# TASK TO CARRY OUT
What is needed is a verbatim copy of all the records.

[Referring expression data]
########
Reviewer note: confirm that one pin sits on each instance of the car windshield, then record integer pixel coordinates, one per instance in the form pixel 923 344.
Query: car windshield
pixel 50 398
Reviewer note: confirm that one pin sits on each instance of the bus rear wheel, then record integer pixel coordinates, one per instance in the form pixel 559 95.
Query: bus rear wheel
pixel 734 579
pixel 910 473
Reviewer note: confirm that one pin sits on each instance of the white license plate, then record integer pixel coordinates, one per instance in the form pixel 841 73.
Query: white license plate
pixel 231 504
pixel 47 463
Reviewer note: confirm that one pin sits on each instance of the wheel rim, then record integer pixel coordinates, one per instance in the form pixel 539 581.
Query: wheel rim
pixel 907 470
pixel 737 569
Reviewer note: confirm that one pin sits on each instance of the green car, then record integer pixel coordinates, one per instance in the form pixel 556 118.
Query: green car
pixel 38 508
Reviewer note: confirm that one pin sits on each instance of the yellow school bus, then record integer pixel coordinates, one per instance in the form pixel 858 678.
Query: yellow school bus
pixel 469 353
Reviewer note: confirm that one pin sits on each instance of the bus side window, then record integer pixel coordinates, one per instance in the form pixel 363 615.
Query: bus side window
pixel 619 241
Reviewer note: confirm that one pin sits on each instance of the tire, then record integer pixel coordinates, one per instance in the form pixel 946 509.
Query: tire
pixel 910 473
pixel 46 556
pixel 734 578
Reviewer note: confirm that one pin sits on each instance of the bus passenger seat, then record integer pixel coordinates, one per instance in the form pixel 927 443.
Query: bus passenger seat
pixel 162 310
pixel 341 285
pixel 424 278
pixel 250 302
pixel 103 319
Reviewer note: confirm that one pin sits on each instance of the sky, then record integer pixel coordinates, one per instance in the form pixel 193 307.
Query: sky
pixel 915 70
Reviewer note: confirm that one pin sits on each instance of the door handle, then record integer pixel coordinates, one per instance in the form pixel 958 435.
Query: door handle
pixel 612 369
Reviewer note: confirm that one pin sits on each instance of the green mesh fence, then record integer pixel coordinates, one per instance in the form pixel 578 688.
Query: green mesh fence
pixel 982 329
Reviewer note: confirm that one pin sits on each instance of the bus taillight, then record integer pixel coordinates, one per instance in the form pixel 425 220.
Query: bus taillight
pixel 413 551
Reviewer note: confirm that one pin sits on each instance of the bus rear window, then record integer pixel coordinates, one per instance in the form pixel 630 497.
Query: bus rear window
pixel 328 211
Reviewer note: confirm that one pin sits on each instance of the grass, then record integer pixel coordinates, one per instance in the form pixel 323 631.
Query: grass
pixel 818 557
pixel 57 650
########
# RESPONSE AREA
Reviewer note: confirm that one pin sits on each instance of the car windshield, then record integer pixel coordinates, one per instance in the form pixel 923 344.
Query: car windshield
pixel 50 398
Reviewer note: confirm that one pin sits on each instance of the bus rear wheel, then record integer pixel coordinates, one per instance in the form pixel 559 95.
Query: bus rear wheel
pixel 734 579
pixel 910 473
Reviewer note: confirm that one pin sits on each instance of the white license plate, then record integer pixel coordinates, one per instance in the form pixel 841 73.
Query: white license plate
pixel 231 504
pixel 47 463
Reviewer note: confirm that one pin sits on each instance of the wheel rim, then record integer pixel coordinates, one per instance in the form pixel 539 581.
Query: wheel rim
pixel 907 470
pixel 737 569
Reviewer note: confirm that one pin sits on each instance of the green car, then record integer pixel coordinates, one per instance in the form pixel 556 118.
Query: green car
pixel 38 508
Reviewer note: confirm that one pin sits on each instance of the yellow school bus, then record integer pixel coordinates, one per instance in the form pixel 858 678.
Query: yellow school bus
pixel 469 353
Reviewer note: confirm that one pin sits on each instance of the bus side window, then record integer pixel coordinates, one per instance in the form pixel 363 615.
Query: bus side window
pixel 619 241
Reviewer note: confirm that one pin sits on each instance of the tire, then record integer pixel coordinates, one per instance in the form pixel 946 509.
Query: tire
pixel 910 473
pixel 46 556
pixel 734 578
Reviewer note: confirm that one pin sits on each instance of the bus passenger seat, then record integer pixel coordinates, one per instance in the form pixel 927 443.
Query: bus passenger seat
pixel 162 310
pixel 341 285
pixel 424 278
pixel 250 302
pixel 103 319
Reviewer note: confirm that one pin sits on each instance of the sky, then record integer pixel coordinates, one per instance in the form pixel 193 307.
Query: sky
pixel 915 70
Reviewer note: confirm that one pin sits on each instance of the door handle, then record integer pixel coordinates, one per instance in the form pixel 958 435.
Query: door handle
pixel 612 369
Reviewer note: confirm that one pin sits on each instance of the green mesh fence, then record integer pixel coordinates, one per instance in the form pixel 578 688.
Query: green mesh fence
pixel 982 329
Reviewer note: confirm that one pin sits on each instance of the bus taillight, then record integer pixel coordinates, one per instance in the form pixel 425 220.
Query: bus taillight
pixel 413 551
Reviewer note: confirm that one pin sits on each instance of the bus rear window, then record integer pixel coordinates, one per instance in the form pixel 630 497.
Query: bus rear window
pixel 328 211
Reviewer note: confirm that one pin sits on each instance of the grass, then record integer pixel coordinates, one per instance in the form pixel 323 631.
Query: grass
pixel 818 557
pixel 57 650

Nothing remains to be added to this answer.